§ **OPDRACHT 1**
Welk percentage vrouwen werkte volgens de tekst over de spruitjesschooltijden in de jaren tachtig helemaal niet?
§ **OPDRACHT 2**
Ga verder met de tekst over de spruitjesschooltijden, vanaf de laatste zin die er staat.

§ **AANGELEVERDE TEKST**
★ ★ ★ ★

Weg met de spruitjesschooltijden
Mijn moeder bracht en haalde ons van en naar school: ’s ochtends, ’s middags, tussendoor een boterham. Wie denkt dat vrouwen sinds de tweede feministische golf massaal gingen werken, verbaast zich erover dat jonge moeders zoals ik, ook nu nog voor parttime werk kiezen. Maar onze eigen opvoeding dreunt stevig door wanneer we kiezen voor werk en ouderschap. En in de jaren tachtig werkte 60 procent van de vrouwen (met of zonder kinderen) helemaal niet. Wie beleid maakt om werk en gezin goed te combineren, met als doel hogere arbeidsparticipatie en gelukkige gezinnen, moet oog hebben voor de waarden die de jongste generatie heeft meegekregen ten aanzien van werk en gezin. En duidelijke conclusies trekken: weg met de spruitjesschooltijden.

★ ★ ★ ★

§ **GEËXTRAHEERDE GEGEVENS**
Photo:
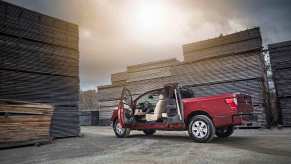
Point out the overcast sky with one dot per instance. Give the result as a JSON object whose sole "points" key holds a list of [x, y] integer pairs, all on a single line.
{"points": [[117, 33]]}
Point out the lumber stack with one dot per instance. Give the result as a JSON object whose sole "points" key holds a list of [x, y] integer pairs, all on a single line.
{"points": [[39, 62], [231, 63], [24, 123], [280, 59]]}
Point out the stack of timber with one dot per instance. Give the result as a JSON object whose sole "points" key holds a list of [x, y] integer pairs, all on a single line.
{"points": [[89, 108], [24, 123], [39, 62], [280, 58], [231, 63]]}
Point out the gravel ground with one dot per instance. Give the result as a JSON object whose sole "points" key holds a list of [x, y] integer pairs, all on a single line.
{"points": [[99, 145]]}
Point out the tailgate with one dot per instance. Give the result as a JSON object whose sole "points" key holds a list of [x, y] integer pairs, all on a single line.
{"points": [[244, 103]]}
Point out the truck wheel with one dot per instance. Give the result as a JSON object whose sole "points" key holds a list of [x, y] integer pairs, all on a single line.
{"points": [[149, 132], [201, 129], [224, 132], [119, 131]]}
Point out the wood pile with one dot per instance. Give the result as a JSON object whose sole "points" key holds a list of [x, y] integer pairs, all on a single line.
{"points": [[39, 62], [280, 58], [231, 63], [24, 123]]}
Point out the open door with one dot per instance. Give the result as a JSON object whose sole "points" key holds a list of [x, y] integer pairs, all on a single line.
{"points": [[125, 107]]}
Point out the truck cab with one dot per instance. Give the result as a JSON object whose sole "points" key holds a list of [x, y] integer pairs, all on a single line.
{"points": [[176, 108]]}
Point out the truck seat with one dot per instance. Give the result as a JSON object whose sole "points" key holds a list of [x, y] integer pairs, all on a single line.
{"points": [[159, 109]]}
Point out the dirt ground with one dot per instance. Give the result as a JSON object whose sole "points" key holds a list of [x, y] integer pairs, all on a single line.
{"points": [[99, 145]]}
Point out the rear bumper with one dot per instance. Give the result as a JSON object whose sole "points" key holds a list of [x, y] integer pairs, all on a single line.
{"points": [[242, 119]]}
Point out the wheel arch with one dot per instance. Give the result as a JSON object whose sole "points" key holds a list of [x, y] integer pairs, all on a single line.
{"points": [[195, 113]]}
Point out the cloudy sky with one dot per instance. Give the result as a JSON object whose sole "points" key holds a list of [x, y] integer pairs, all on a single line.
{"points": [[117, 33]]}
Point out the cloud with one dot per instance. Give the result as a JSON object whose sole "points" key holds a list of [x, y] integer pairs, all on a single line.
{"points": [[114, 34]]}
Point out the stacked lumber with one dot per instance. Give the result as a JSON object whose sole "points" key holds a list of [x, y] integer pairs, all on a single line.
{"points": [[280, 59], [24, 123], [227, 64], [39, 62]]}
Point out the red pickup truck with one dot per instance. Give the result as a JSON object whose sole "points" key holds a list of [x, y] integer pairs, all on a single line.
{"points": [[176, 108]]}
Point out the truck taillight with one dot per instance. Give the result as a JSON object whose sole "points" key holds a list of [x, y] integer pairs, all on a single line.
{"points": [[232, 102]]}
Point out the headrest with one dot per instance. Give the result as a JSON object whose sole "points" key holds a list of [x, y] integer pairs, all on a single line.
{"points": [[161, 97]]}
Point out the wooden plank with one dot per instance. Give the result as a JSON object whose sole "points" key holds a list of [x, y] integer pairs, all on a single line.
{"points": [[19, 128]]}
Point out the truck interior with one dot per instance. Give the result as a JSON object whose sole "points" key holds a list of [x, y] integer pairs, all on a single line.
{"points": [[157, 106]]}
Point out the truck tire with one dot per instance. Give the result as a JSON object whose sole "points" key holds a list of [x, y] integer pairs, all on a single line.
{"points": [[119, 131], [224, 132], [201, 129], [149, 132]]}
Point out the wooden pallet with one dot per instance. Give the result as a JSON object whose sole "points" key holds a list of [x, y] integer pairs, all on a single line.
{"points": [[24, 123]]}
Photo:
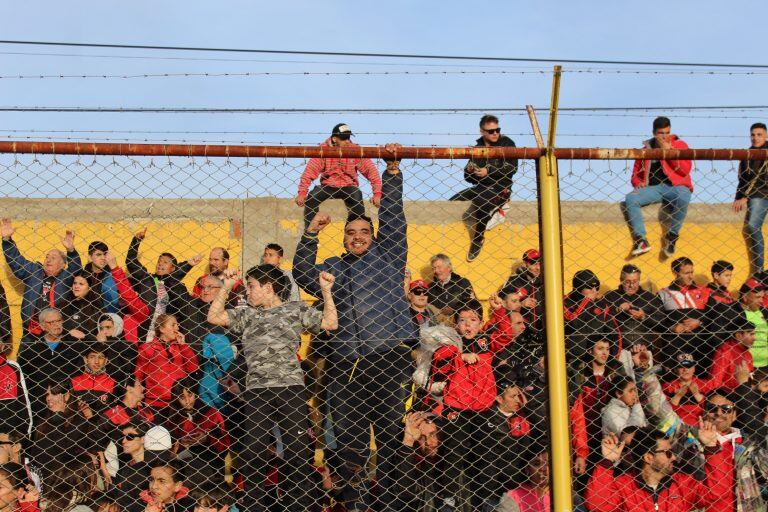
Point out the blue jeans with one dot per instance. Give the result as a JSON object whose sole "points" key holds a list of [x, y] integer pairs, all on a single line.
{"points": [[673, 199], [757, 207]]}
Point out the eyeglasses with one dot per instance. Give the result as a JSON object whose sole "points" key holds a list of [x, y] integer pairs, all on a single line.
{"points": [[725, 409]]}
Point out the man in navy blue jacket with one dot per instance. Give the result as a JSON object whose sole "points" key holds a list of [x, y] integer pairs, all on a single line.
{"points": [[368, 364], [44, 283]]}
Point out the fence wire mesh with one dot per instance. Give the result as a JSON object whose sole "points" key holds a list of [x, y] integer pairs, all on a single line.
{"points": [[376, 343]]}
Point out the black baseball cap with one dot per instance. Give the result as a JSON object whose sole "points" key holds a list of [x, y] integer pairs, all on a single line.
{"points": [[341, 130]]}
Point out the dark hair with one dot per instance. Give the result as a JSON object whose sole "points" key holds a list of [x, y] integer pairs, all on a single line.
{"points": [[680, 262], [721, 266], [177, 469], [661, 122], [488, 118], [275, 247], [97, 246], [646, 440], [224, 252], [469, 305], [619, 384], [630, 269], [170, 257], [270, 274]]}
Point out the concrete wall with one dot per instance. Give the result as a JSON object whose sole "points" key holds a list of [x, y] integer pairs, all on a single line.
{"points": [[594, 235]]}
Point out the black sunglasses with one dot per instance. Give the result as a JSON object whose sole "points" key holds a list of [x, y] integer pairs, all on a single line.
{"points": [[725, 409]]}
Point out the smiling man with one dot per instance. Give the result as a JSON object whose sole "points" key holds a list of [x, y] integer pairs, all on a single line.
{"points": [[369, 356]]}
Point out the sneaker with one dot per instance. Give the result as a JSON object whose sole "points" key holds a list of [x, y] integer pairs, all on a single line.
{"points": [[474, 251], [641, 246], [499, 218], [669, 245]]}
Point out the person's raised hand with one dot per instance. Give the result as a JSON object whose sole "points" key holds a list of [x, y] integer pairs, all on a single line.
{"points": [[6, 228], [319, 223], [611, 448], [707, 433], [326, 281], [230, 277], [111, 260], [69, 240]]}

★ ★ ★ ★

§ **RESULTAAT 1**
60 procent, met of zonder kinderen.

§ **RESULTAAT 2**
Als bezuinigingen het nieuwe school- en regeringsjaar inluiden, is het dan geen luxediscussie om te beginnen over schooltijden, kinderopvang en emancipatie? Natuurlijk niet, is mijn antwoord, alleen al om de volgende redenen: volgens het CBS worden er altijd minder kinderen geboren wanneer het slechter gaat met de economie. De voorspelling is dat het geboortecijfer in 2010 het laagste zal zijn sinds het crisisjaar 1984. En we waren al kampioen in uitstelouderschap, de hoogopgeleide Nederlandse vrouw is gemiddeld 34 jaar wanneer ze moeder wordt. Juist de positie van de vrouw op de arbeidsmarkt staat op het spel; in een recente studie van Irma Mooi-Reci naar de effecten van werkloosheid op de lange termijn blijkt dat vrouwen meer last hebben van tijdelijke werkloosheid dan mannen. De kans om nogmaals werkloos te raken is groter en het salaris is ook op lange termijn lager. Daar staat wel tegenover dat vrouwen veelal in sectoren werken waar minder ontslagen vallen (zorg, onderwijs) en soms juist aan het werk gaan als de partner werkloos thuis zit. Maar in grote lijnen ziet het er slecht uit voor vrouwen die nu een baan en een gezin willen gaan combineren. De vraag is welke visie op werk en ouderschap past bij de twintigers van nu.
Vertroeteld
Over wie hebben we het? Wat is de grootste gemene deler van die groep die gelijktijdig opgroeide en schoolging, mijn klasgenoten dus?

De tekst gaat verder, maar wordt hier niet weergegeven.